__Excerpted data__.
++++++++++++++++++++

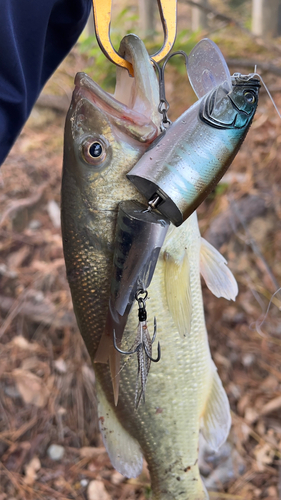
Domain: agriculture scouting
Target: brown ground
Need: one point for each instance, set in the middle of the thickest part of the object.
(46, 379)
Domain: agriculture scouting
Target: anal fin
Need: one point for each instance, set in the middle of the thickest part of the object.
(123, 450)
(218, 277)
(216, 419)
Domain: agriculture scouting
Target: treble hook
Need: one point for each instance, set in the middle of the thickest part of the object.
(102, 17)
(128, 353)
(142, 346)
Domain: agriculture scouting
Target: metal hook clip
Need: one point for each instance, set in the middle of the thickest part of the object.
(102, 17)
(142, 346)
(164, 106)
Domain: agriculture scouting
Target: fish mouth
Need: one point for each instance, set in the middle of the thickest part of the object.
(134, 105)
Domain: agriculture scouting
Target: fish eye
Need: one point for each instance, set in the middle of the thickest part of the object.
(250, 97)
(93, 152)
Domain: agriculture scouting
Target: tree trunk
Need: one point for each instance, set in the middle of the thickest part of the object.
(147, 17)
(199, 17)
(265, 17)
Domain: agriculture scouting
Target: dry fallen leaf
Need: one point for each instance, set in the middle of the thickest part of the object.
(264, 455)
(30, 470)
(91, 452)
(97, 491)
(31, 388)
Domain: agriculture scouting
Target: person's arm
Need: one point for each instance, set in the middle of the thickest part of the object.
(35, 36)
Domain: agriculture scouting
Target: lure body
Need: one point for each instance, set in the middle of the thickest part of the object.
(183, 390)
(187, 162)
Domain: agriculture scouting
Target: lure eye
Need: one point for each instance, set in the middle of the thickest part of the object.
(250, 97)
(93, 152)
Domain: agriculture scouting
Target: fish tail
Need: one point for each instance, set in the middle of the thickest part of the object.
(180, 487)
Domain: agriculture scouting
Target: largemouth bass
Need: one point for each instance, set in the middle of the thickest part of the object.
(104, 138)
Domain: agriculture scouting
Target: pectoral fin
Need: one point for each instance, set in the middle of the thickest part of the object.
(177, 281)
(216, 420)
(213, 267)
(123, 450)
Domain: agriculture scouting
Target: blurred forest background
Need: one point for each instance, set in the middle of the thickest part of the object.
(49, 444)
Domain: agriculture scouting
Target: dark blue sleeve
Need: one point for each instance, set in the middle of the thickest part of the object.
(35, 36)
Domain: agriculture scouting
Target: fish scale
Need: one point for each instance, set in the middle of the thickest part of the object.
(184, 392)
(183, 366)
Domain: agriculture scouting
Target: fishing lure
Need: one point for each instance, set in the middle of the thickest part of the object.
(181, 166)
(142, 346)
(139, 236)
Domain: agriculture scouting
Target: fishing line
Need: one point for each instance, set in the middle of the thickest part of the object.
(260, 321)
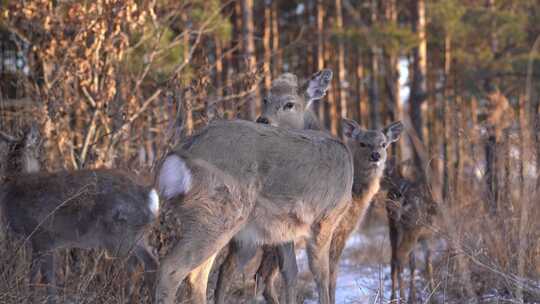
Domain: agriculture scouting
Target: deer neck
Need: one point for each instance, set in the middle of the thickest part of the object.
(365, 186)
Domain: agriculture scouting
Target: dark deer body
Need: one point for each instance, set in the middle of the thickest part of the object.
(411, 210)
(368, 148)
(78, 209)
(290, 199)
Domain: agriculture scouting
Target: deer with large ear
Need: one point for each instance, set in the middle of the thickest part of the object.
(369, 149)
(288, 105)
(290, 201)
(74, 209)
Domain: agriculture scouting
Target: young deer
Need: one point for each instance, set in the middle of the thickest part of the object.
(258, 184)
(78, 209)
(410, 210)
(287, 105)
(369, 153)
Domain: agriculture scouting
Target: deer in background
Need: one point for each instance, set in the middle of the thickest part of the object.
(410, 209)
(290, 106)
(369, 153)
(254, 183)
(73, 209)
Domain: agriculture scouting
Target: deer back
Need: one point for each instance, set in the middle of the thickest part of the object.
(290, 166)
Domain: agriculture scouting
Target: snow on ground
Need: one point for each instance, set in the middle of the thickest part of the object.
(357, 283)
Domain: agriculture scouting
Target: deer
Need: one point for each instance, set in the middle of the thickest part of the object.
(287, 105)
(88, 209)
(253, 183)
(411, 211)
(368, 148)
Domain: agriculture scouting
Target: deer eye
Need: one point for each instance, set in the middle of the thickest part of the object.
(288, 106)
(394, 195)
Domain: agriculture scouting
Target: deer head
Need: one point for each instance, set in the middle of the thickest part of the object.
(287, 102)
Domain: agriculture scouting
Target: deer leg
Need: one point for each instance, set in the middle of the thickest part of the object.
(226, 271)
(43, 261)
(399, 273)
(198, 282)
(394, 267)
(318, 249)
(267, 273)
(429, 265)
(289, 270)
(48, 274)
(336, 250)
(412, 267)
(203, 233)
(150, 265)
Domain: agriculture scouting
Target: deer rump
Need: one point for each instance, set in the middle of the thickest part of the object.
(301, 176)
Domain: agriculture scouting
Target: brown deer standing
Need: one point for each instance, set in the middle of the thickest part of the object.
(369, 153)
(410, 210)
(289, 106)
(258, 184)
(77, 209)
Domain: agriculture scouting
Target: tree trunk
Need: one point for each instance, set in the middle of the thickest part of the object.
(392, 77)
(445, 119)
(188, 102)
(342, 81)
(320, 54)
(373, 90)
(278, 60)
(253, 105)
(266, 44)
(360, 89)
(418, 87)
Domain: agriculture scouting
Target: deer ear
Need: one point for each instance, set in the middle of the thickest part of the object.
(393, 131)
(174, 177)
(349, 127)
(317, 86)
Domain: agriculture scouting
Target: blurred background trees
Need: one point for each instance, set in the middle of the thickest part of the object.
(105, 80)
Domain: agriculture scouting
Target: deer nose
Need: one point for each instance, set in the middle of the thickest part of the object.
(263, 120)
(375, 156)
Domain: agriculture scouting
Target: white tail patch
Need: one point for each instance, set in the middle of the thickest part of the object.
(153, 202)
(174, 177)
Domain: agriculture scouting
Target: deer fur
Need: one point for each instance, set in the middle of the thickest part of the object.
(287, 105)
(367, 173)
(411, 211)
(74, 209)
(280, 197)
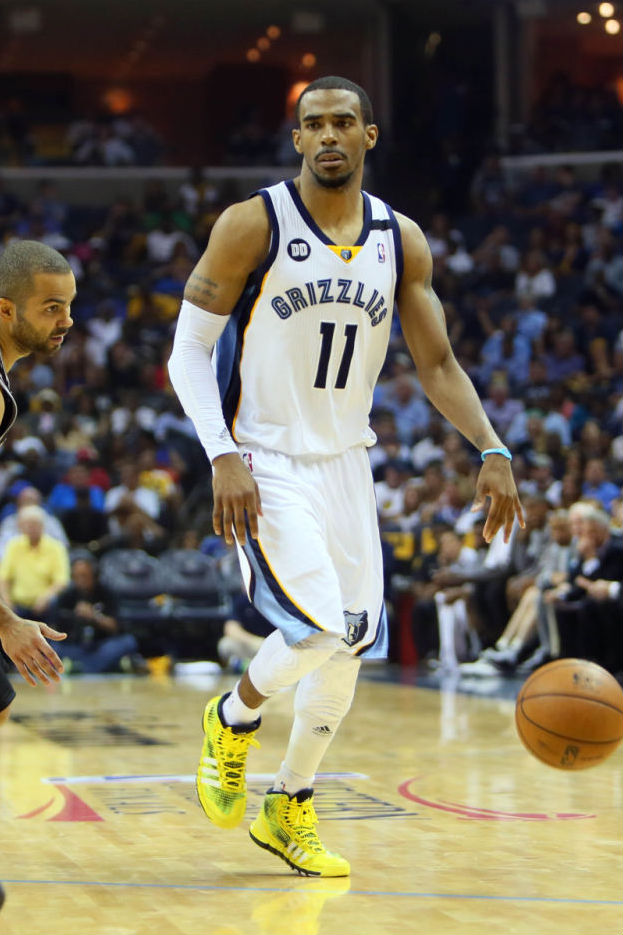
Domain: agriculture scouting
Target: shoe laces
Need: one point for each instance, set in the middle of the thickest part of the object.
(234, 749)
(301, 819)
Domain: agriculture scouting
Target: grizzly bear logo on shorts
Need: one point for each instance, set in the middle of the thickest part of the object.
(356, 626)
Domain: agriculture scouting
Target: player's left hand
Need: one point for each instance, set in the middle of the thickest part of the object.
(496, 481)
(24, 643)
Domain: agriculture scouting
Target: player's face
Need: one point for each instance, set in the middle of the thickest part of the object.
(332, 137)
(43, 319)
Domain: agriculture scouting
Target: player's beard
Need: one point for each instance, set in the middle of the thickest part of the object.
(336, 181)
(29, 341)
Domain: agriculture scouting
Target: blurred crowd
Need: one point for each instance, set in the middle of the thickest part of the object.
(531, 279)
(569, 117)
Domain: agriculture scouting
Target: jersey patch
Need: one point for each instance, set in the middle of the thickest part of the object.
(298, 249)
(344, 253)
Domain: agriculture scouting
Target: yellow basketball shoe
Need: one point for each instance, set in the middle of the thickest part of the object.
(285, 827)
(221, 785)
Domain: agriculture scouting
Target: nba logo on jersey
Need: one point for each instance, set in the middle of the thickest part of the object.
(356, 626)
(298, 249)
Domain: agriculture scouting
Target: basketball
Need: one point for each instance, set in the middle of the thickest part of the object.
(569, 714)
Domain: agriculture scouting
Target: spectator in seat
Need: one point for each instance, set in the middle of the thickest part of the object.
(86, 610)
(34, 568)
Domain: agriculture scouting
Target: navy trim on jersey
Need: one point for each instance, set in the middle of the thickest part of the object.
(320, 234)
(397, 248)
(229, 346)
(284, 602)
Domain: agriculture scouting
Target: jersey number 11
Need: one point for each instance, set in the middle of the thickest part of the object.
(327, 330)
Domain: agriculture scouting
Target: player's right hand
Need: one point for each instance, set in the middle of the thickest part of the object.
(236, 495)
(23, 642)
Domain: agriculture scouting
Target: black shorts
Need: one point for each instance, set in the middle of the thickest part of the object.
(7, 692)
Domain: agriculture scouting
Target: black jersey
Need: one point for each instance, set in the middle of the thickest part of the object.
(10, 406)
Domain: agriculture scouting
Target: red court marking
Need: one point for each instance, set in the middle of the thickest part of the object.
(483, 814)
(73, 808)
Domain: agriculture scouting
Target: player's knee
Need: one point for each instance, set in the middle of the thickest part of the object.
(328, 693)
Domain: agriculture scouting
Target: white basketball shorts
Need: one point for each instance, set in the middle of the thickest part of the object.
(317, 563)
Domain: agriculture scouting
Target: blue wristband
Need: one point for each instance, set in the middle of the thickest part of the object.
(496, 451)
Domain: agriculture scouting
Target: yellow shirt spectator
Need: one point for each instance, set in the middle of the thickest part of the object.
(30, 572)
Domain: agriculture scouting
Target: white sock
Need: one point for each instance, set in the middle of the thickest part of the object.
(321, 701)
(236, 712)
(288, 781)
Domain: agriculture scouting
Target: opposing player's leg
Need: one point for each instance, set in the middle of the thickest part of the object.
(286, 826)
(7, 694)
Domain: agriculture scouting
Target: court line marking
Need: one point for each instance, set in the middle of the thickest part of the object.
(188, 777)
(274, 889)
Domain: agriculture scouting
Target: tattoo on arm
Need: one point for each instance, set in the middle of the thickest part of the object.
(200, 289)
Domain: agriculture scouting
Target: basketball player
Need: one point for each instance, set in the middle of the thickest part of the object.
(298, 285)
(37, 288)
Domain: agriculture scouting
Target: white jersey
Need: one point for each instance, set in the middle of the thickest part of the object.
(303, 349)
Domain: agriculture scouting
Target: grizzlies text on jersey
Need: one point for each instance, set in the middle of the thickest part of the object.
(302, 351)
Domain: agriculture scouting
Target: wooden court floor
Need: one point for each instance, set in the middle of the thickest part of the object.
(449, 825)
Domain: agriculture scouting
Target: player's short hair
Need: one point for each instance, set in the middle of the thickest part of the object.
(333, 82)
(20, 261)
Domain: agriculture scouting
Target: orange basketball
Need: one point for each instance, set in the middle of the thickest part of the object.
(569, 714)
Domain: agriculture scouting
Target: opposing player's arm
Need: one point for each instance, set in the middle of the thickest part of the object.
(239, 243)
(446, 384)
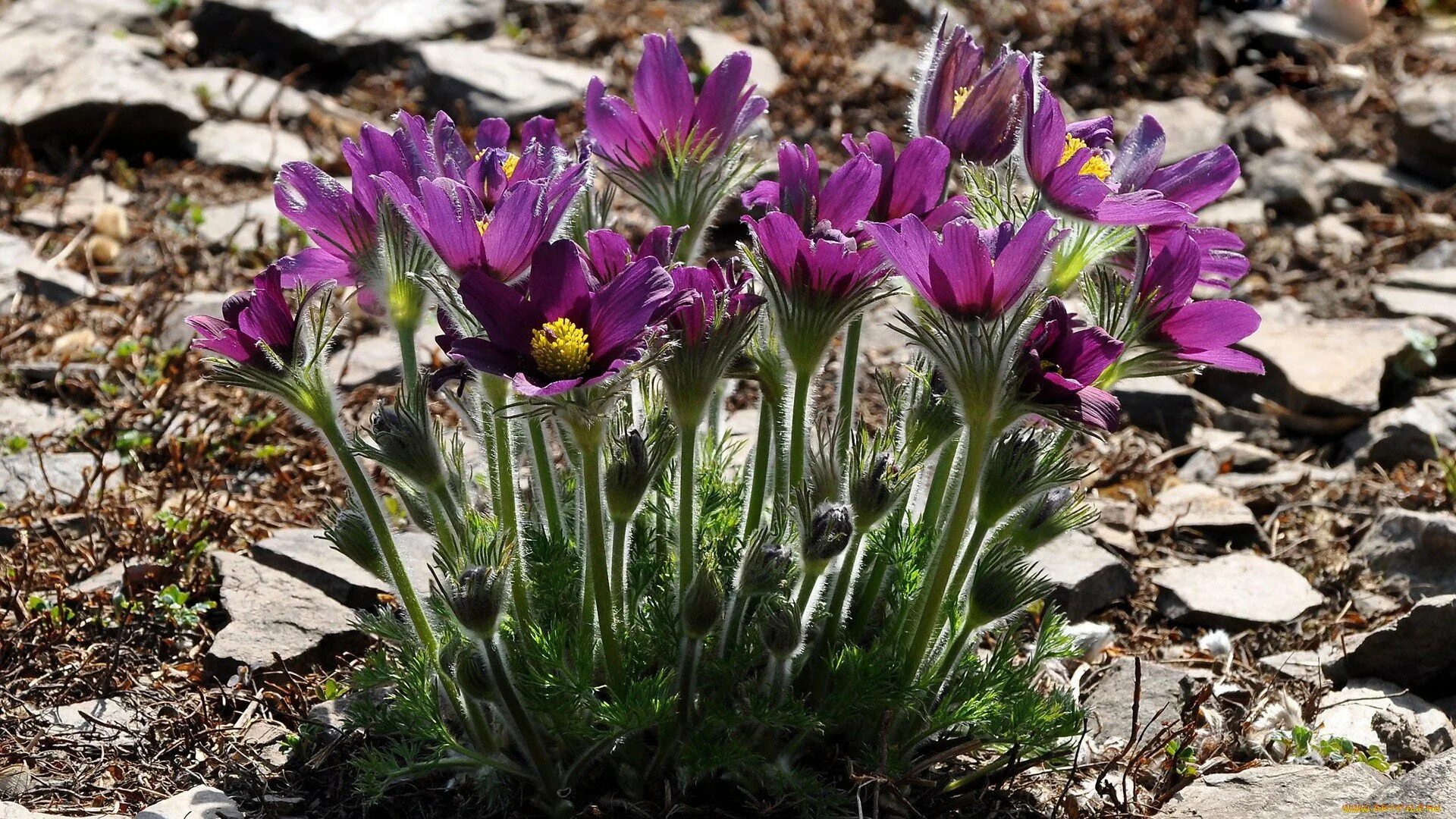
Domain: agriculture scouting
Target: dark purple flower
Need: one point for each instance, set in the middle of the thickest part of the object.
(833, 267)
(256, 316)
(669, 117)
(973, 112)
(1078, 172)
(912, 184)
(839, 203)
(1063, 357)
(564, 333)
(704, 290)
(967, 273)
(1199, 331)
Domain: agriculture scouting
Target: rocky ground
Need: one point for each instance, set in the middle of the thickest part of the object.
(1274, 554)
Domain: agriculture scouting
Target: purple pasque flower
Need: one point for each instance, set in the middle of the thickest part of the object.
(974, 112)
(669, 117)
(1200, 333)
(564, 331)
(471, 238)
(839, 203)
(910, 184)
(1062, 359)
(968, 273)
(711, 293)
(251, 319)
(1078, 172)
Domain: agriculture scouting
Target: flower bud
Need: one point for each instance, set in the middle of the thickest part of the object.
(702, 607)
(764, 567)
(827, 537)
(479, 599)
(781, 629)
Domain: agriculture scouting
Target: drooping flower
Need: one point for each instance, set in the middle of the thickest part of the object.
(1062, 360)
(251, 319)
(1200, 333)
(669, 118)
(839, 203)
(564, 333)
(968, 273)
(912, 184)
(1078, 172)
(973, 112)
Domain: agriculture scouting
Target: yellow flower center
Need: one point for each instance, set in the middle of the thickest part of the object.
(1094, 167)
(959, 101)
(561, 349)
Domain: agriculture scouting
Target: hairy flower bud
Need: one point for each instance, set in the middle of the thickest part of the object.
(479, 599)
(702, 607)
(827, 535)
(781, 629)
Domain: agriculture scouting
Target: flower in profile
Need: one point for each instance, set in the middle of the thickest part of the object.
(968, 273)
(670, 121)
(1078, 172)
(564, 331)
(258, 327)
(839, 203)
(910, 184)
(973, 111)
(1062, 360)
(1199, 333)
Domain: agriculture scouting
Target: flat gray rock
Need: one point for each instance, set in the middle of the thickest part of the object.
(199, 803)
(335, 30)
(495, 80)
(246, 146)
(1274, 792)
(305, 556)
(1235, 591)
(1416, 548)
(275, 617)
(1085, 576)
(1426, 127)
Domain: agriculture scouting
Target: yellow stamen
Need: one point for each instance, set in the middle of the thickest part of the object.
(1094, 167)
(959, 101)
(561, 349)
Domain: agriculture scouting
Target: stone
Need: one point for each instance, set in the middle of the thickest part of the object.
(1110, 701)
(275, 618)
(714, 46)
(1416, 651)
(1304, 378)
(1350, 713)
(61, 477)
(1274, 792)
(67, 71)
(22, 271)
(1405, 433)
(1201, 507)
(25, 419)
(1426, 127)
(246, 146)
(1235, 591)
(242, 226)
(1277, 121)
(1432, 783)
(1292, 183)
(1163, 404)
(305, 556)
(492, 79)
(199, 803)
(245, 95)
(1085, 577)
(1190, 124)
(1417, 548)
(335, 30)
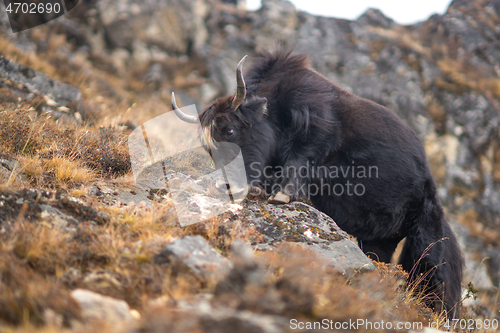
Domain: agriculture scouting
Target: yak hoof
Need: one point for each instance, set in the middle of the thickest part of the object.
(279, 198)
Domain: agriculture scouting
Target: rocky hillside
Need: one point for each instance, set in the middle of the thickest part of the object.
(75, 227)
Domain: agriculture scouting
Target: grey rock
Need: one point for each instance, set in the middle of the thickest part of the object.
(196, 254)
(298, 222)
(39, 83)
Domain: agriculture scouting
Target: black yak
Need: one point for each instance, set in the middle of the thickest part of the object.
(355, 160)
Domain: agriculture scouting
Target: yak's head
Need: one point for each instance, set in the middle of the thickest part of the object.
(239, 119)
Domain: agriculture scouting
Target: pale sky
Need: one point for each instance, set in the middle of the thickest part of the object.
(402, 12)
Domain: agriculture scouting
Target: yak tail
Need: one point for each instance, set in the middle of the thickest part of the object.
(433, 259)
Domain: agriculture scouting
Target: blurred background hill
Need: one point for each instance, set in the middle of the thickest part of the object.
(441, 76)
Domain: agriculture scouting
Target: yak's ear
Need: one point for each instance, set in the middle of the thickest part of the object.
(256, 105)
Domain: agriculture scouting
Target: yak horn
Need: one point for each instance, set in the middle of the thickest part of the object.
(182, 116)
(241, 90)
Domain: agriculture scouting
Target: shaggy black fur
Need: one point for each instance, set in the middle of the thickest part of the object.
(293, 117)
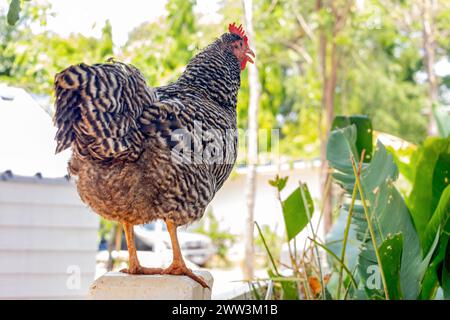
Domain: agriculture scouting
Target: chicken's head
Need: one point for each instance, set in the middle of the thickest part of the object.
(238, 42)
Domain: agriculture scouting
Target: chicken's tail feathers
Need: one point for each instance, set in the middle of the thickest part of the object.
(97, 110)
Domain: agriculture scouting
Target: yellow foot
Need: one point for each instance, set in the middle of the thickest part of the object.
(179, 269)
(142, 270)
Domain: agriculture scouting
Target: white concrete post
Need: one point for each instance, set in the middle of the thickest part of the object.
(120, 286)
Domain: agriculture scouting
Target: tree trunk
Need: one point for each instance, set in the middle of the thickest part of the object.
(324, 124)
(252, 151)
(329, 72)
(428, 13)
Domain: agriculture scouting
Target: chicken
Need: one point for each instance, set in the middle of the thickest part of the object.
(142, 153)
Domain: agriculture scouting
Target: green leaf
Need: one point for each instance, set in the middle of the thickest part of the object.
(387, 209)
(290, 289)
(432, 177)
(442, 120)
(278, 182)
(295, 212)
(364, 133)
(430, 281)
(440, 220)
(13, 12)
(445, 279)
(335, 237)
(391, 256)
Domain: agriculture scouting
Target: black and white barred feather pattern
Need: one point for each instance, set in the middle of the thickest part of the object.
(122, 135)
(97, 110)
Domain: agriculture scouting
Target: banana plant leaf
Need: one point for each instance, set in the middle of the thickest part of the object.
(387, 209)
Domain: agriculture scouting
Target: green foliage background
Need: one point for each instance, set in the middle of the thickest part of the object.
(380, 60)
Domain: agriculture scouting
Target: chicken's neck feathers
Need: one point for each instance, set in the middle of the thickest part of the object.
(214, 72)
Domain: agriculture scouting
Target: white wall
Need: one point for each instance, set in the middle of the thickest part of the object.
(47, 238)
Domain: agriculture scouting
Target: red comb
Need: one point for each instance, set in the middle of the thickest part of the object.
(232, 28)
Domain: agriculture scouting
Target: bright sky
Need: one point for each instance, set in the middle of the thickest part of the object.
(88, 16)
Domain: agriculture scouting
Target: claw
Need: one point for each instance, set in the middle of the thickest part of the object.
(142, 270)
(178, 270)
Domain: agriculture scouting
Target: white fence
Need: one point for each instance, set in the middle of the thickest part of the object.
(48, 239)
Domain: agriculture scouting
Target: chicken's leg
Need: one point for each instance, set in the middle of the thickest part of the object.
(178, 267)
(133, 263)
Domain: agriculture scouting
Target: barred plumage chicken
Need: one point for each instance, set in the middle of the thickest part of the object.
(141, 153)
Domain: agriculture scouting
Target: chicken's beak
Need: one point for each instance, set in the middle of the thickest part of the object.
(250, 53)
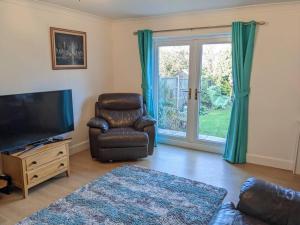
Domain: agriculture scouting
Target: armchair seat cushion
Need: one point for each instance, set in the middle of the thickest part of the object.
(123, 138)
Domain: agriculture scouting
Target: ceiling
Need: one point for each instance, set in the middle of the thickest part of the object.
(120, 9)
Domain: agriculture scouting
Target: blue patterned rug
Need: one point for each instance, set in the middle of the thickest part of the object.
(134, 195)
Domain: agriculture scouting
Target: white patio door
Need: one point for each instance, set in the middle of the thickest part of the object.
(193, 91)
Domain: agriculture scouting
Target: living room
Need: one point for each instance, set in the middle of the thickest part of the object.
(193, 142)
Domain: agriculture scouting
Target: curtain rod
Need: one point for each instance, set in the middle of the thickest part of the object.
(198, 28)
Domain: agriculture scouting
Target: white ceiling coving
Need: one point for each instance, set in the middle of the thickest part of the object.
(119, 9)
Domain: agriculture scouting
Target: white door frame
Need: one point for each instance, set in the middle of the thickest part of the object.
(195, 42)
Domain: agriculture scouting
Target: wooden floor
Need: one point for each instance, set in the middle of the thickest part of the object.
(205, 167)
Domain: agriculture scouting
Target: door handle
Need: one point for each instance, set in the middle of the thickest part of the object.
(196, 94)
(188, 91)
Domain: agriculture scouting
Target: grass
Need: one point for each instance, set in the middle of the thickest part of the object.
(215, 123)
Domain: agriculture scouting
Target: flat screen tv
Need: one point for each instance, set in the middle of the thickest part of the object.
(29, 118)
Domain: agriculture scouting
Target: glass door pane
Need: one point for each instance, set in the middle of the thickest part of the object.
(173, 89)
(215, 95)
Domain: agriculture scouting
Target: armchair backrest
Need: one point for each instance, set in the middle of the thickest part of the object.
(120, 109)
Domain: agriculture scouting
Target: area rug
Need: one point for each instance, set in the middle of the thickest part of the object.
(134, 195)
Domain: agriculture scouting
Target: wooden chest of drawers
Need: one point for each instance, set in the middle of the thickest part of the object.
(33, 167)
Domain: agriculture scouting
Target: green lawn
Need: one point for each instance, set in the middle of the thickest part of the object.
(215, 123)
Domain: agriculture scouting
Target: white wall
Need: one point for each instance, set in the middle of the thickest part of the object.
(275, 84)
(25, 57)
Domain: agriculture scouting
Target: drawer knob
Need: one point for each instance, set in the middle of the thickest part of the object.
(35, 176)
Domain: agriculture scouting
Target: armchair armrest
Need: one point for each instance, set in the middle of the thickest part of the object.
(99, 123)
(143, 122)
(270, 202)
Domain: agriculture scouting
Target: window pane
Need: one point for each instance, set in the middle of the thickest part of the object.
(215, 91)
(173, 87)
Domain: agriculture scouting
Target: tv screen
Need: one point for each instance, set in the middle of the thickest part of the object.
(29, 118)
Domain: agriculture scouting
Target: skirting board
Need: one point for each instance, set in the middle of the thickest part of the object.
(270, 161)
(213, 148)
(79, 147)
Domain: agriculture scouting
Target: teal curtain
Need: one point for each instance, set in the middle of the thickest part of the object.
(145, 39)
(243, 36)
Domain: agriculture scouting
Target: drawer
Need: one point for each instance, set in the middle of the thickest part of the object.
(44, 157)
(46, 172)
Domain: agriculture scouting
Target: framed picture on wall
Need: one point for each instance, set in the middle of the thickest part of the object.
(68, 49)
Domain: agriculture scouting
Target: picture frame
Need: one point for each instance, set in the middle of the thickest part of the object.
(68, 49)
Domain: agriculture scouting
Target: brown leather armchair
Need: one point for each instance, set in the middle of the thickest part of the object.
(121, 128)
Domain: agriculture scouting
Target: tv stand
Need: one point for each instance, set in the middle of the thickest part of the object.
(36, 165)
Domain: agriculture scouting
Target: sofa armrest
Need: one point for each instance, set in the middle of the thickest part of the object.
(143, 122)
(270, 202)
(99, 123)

++++++++++++++++++++

__Instruction__. Find every line in the records above that contains the string "pane", and copy each of those lines.

__Exercise response__.
Target: glass door pane
Target: window pane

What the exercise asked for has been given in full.